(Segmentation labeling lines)
** Start **

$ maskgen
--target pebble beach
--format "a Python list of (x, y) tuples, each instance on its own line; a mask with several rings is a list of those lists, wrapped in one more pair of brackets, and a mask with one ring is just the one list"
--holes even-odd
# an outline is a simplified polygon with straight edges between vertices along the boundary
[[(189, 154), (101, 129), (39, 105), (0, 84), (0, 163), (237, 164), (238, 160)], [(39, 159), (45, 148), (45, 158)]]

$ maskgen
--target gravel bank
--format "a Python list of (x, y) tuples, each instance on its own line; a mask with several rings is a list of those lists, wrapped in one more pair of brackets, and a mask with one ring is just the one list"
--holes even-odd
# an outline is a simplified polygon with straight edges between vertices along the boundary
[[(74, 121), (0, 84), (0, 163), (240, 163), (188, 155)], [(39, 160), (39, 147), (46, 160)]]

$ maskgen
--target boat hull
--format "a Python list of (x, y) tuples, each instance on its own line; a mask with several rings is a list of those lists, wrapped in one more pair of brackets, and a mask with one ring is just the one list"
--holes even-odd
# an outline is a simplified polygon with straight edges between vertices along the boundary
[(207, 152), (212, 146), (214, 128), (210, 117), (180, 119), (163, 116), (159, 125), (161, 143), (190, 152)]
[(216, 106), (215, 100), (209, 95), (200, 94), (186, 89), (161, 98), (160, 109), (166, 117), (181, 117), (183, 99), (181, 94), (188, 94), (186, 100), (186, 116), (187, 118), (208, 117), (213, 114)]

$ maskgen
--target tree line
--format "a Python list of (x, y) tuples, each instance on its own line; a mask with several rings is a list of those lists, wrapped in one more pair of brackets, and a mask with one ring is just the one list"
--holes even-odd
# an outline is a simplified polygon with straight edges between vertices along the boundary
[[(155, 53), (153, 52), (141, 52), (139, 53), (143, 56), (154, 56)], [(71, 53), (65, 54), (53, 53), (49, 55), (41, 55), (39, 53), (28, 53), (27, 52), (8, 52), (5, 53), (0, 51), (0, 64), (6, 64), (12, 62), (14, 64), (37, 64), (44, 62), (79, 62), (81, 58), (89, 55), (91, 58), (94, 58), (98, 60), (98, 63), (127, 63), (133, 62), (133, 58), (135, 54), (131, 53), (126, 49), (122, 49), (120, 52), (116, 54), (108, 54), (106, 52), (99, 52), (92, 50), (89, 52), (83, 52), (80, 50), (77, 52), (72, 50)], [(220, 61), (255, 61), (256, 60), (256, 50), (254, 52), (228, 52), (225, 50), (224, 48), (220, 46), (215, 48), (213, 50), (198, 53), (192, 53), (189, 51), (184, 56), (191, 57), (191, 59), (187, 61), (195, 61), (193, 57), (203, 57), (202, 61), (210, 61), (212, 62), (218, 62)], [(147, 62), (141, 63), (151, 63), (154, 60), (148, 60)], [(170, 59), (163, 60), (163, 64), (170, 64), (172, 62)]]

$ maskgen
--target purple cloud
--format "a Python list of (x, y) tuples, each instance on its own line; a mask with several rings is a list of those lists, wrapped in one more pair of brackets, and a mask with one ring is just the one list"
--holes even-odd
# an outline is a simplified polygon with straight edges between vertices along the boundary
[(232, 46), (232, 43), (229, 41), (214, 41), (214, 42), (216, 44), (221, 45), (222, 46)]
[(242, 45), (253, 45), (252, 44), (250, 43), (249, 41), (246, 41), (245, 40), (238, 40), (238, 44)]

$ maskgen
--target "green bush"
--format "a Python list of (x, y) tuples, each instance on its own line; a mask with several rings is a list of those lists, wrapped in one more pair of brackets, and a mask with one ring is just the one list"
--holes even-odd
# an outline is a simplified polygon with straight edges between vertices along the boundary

** End **

Copy out every one of the lines above, character for character.

Exercise response:
$ maskgen
--target pebble beach
--format "a Python list of (x, y) tuples, each instance on its own line; a mask with several rings is a list of those lists, wrapped in one more pair of brackets, and a mask with one ring is just the one list"
--holes even-odd
# an outline is a simplified polygon with straight edges between vertices along the boundary
[[(189, 154), (101, 129), (39, 105), (0, 84), (0, 163), (237, 164), (238, 160)], [(39, 159), (45, 148), (45, 158)]]

$ maskgen
--target gravel bank
--format "a Python list of (x, y) tuples, each instance on its own line; a mask with several rings is a list of those lists, wrapped in one more pair of brackets, and a mask with one ring is just the one list"
--holes even-odd
# an outline is a simplified polygon with straight edges between vertices along the boundary
[[(74, 121), (0, 84), (0, 163), (240, 163), (188, 155)], [(39, 160), (39, 147), (46, 160)]]

$ maskgen
--target boat hull
--format "a Python list of (x, y) tuples, each instance on its own line; a mask with several rings is a list of those lists, wrapped in one more pair of brackets, and a mask with one ring is just the one list"
--holes even-odd
# an outline is a simplified polygon with straight edges between vertices along the boundary
[(207, 152), (212, 146), (214, 128), (210, 117), (180, 119), (163, 116), (159, 125), (161, 143), (190, 152)]
[(216, 106), (215, 100), (209, 95), (200, 94), (186, 89), (161, 98), (160, 109), (166, 117), (181, 117), (183, 99), (181, 94), (188, 94), (186, 100), (186, 116), (187, 118), (208, 117), (213, 114)]

$ maskgen
--target tree line
--format "a Python list of (x, y) tuples, each instance on its own line; a mask with several rings is a list of those lists, wrapped in one more pair of brackets, and a mask with one ring is just the one list"
--holes even-odd
# an outline is a simplified polygon with straight edges between vertices along the boundary
[[(155, 53), (153, 52), (141, 52), (139, 53), (143, 56), (154, 56)], [(71, 53), (65, 54), (53, 53), (49, 55), (41, 55), (39, 53), (28, 53), (27, 52), (8, 52), (5, 53), (0, 51), (0, 64), (6, 64), (12, 62), (14, 64), (37, 64), (44, 62), (79, 62), (81, 58), (89, 55), (91, 58), (94, 58), (98, 60), (98, 63), (127, 63), (133, 62), (133, 58), (135, 54), (131, 53), (126, 49), (122, 49), (120, 52), (116, 54), (108, 54), (106, 52), (99, 52), (92, 50), (89, 52), (83, 52), (80, 50), (77, 52), (72, 50)], [(220, 61), (255, 61), (256, 60), (256, 50), (254, 52), (228, 52), (225, 50), (224, 48), (220, 46), (215, 48), (213, 50), (198, 53), (192, 53), (189, 51), (184, 56), (191, 57), (191, 59), (187, 61), (195, 61), (193, 57), (203, 57), (202, 61), (210, 61), (212, 62), (218, 62)], [(147, 62), (141, 63), (151, 63), (154, 60), (148, 60)], [(170, 59), (163, 60), (163, 64), (170, 64), (172, 62)]]

$ maskgen
--target purple cloud
--format "a Python list of (x, y) tuples, each instance on its own line; a mask with several rings is a list of those lists, wrapped in one more pair of brackets, and a mask with one ring is just the one list"
--holes even-odd
# an outline is a simplified polygon with straight edges between vertices along the boundary
[(232, 46), (232, 43), (229, 41), (214, 41), (214, 42), (216, 44), (221, 45), (222, 46)]
[(242, 45), (253, 45), (252, 44), (250, 43), (249, 41), (246, 41), (245, 40), (238, 40), (238, 44)]

$ maskgen
--target "green bush"
--format "a Python list of (x, y) tuples, each instance on its own line; a mask with several rings is a list of those lists, wrapped in one more pair of brackets, and a mask with one ring is just the one list"
--holes even-odd
# an outline is a simplified polygon with straight edges between vertices along the boundary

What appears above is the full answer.